Reisebericht Serbien Tag 3.1: Belgrad Sightseeing
Man muss auch einfach mal Glück haben. Nach zwei Tagen, an denen der Regen eimerweise auf Belgrad niederprasselte, zeigte sich der Himmel auf einmal richtig schön blau mit nur ganz wenigen Wolken. Darauf hatte ich nur gewartet. Also nix wie raus in die Stadt. Schließlich hatte gerade der gestrige Tag einen sehr tristen Eindruck hinterlassen. Den galt es nun wieder gerade zu rücken.
Dank günstiger Lage unseres Hotels in Belgrad nahmen wir die Tram direkt ins Stadtzentrum. Die erste Sehenswürdigkeit ist das Bahnhofsgebäude. Im Prinzip ist das gesamte Areal inklusive der Gleisanlagen dem Tode geweiht, nachdem die Serbische Regierung zusammen mit dem Emirat Dubai das Projekt “Belgrad Waterfront” plant. Der neue Bahnhof soll 2 Kilometer weiter stadtauswärts entstehen. Fast schade um die Architektur.
Die Idee mag die Bevölkerung spalten, tatsächlich lässt sich ein gewisser Verfall der Häuser am Fluss Sava nicht ganz leugnen. Einige Häuser sind komplett ohne Dach und entkernt, andere sehen so aus, als könnte man selbst mit einem Eimer Farbe nicht mehr viel retten. Allerdings muss man sich hier auch ganz klar von den eigenen Vorstellungen eines hübschen Eigenheims trennen. Der Deutsche mag es gerne sauber und ordentlich – dem Belgrader ist das anscheinend wurscht, solange er ein Klimagerät an eine der Hauswände spaxen kann. So ist das nun einmal in anderen Ländern.
Auch die eigene Bezeichnung “Belgrad”, was übersetzt soviel wie “weiße Stadt” bedeutet, lässt sich aus meiner Sicht nicht ganz nachvollziehen. Immer wieder zeigt sich, dass es eigentlich überhaupt keine einheitliche Städtebau-Strategie gibt, sondern der absolute Mix regiert. Alte kleinere Häuser liegen neben Betonriesen aus der sowjetisch geprägten Zeit, und werden mittlerweile von ultramodernen Glasbrocken flankiert. Und das alles wird garniert mit einem kleinen Schuss von omnipräsentem Kabelsalat, der jedem Elektrotechniker das blanke Grauen ins Gesicht zaubert.
Auch bei den Autos zieht sich der Mix gut durch. Während Neuwagen eigentlich an jeder Ecke stehen, gibt es gleichzeitig auch viele Repräsentanten der alten Schmieden wie Zastava, die als historisches Gut wahrscheinlich liebevoll am Laufen gehalten werden. Gleichzeitig ist im Automobil-Sektor auch die “Nichts wird weggeschmissen“-Taktik zu spüren: Was in Deutschland emotionslos ins Ausland wandert, wird hier bis auf die letzte Schraube demontiert und verwertet. Für jeden Street-Fotografen bieten sich so wirklich geniale Bilder, die herrlich den Lifestyle von Belgrad einfangen.

- - - - -

**Aufgabe 1:**
Warum ist das Bahnhofsareal samt Gleisanlagen laut dem Reisebericht über Belgrad „dem Tode geweiht“? Antworte in ein bis drei Sätzen.
**Aufgabe 2:**
Schreibe den Reisebericht über Belgrad nach dem letzten Satz weiter.
Die Datensätze spielen hierfür keine Rolle.

- - - - -

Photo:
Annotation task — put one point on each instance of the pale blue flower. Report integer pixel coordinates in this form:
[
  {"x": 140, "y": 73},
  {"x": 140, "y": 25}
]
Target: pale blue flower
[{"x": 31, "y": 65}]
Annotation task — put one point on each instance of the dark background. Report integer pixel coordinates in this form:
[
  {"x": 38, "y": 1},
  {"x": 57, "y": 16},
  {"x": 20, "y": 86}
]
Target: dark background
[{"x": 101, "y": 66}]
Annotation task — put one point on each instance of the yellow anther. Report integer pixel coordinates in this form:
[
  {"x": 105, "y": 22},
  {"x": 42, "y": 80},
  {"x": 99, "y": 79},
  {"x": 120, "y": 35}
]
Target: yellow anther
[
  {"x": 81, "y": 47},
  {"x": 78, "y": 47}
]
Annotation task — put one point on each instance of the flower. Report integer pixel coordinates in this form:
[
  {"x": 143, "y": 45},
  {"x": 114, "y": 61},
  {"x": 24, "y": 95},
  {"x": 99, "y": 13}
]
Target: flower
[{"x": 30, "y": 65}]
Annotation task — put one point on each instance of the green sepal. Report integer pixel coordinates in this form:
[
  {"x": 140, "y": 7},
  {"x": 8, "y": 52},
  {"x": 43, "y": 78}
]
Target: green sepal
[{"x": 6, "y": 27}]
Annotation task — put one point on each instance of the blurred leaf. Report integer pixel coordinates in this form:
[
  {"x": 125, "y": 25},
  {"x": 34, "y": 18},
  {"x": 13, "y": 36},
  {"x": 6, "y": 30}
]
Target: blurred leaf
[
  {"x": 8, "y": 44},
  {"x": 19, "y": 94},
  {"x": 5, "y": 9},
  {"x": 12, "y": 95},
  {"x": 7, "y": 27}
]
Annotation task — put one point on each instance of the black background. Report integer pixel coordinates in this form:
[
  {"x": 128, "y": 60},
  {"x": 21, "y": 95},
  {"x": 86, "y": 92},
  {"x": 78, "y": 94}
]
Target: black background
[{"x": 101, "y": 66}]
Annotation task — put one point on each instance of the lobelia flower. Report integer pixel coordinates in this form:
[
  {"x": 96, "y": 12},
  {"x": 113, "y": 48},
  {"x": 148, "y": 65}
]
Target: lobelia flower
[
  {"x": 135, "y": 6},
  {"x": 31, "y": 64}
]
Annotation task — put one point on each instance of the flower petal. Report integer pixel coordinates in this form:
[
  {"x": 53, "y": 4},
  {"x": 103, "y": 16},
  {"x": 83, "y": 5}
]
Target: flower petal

- - - - -

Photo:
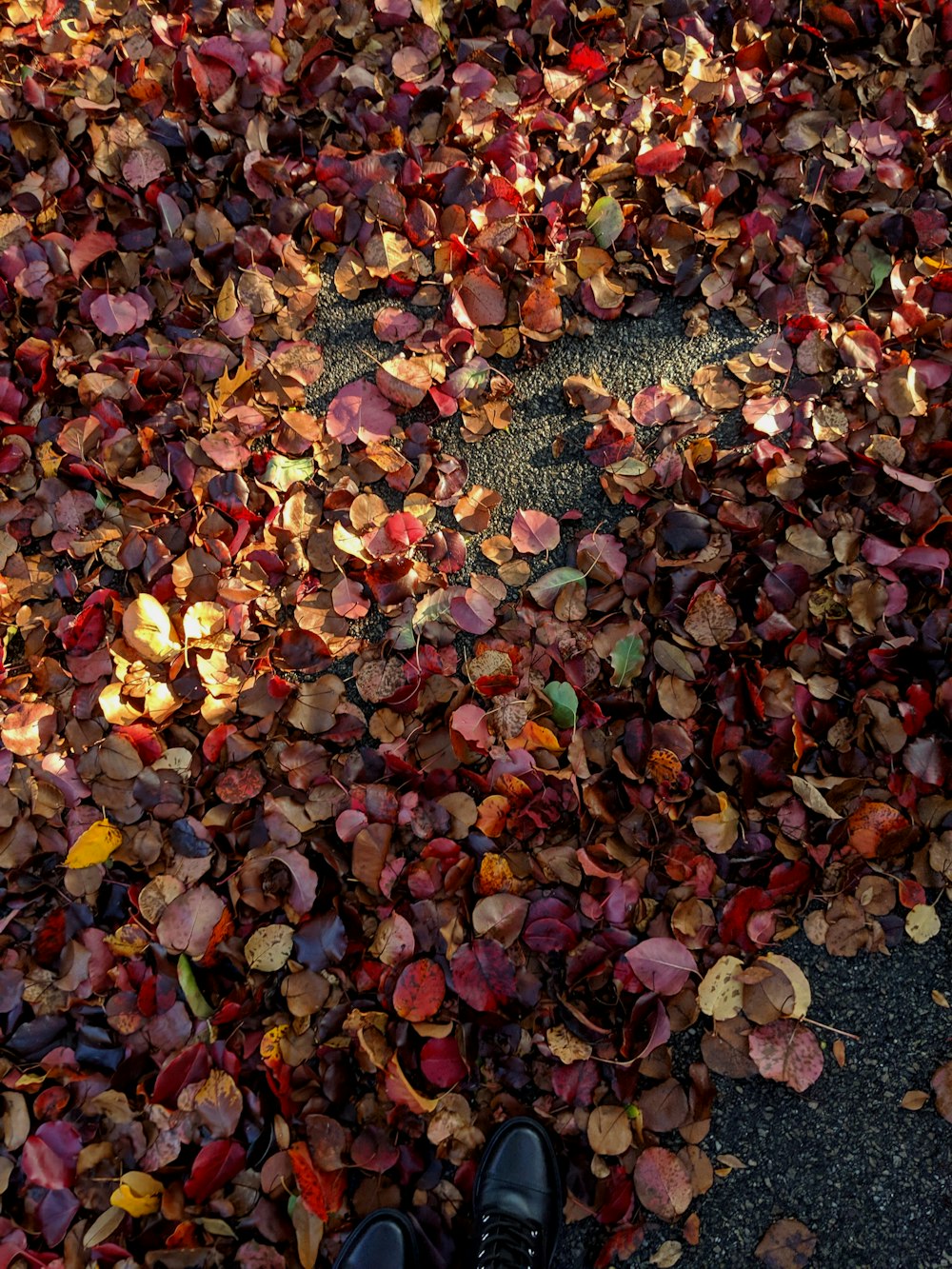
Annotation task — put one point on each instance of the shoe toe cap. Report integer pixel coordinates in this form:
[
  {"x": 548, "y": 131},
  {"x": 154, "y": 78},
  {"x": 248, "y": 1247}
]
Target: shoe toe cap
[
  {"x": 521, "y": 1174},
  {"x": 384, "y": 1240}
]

- - - - -

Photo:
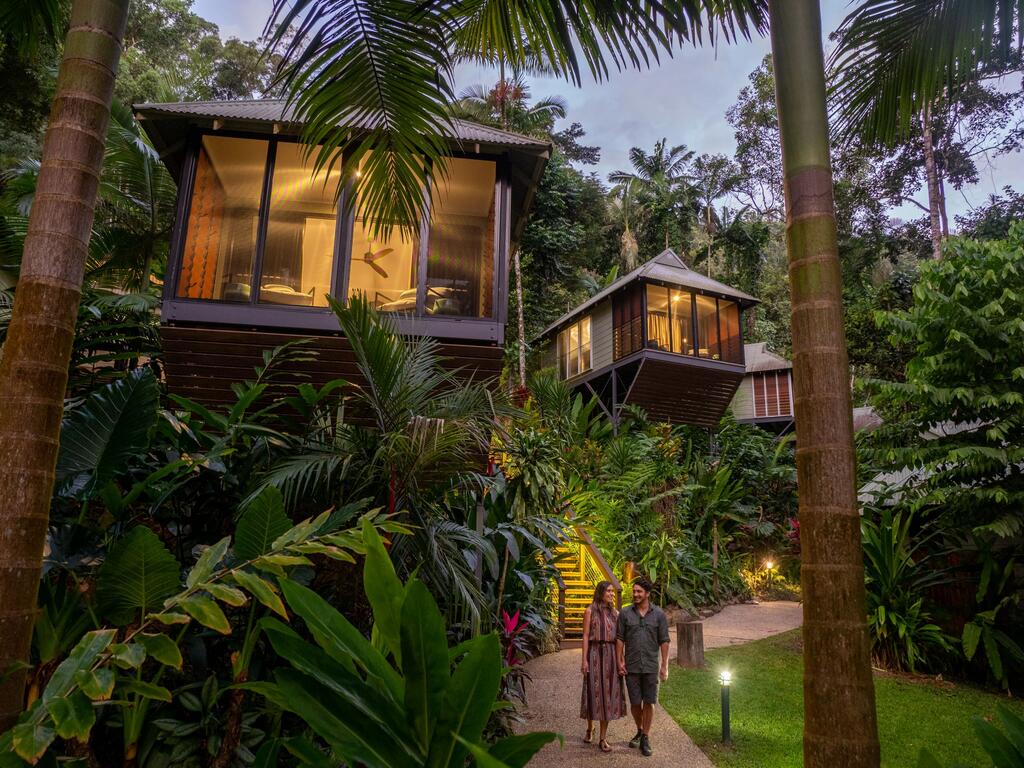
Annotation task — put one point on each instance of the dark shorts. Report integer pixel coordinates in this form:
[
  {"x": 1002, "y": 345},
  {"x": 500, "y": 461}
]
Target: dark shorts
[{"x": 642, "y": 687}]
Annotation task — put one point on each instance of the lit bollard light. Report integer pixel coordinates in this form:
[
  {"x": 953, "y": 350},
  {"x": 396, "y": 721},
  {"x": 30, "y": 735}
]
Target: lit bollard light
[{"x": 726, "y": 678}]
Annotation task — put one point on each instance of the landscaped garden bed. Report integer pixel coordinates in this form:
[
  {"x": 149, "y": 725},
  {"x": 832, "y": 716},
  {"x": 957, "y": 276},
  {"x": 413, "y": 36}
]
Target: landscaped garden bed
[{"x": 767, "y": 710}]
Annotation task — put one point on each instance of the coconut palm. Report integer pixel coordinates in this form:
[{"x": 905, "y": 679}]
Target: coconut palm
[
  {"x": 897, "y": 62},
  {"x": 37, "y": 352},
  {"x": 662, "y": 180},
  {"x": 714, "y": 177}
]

- - - - -

**Antwort 1:**
Die Serbische Regierung plant zusammen mit dem Emirat Dubai das Projekt „Belgrad Waterfront“. Deshalb soll der neue Bahnhof 2 Kilometer weiter stadtauswärts entstehen.

**Antwort 2:**
Aber schwenken wir nun von historischen Automobilen zu richtig altem Eisen: Der Kalemegdan (Калемегдан). Dieser Park umringt die Festung von Belgrad.
Hier bekommt der Tourist die Lage der Stadt Belgrad eindrucksvoll vor Augen geführt. Zusammen mit Wien, Bratislava und Budapest ist Belgrad die vierte Hauptstadt, die an der Donau liegt. Die alten Einwohner wählten die Lage sogar mit besonderer Sorgfalt: Hier befindet sich die Mündung der Save in die Donau. Letztere ist an ihrer dunkleren Farbe im oberen Teil des nächsten Bildes zu erkennen. Die Save kommt dabei von links unten.
Das historische Wahrzeichen ist die Festung von Belgrad (Београдска тврђава), die auch den historischen Kern der Stadt bildet. Erbaut wurde sie im 15. Jahrhundert auf einem 50 Meter hohen Kalkplateau oberhalb der Flussmündung. Im Laufe der Jahre wurde sie natürlich ständig belagert, zerstört, wiederaufgebaut und erweitert.
Direkt oberhalb des Flusses thront die Statue des Pobednik (Победник), die als “Der Sieger” bekannt ist. Errichtet wurde sie nach dem ersten Weltkrieg und sollte ursprünglich an den Ersten Balkankrieg und die Befreiung Serbiens erinnern. Allerdings wurde sie dann 1928 umgewidmet und erinnert heute an die Niederlage Österreich-Ungarns an der Balkanfront.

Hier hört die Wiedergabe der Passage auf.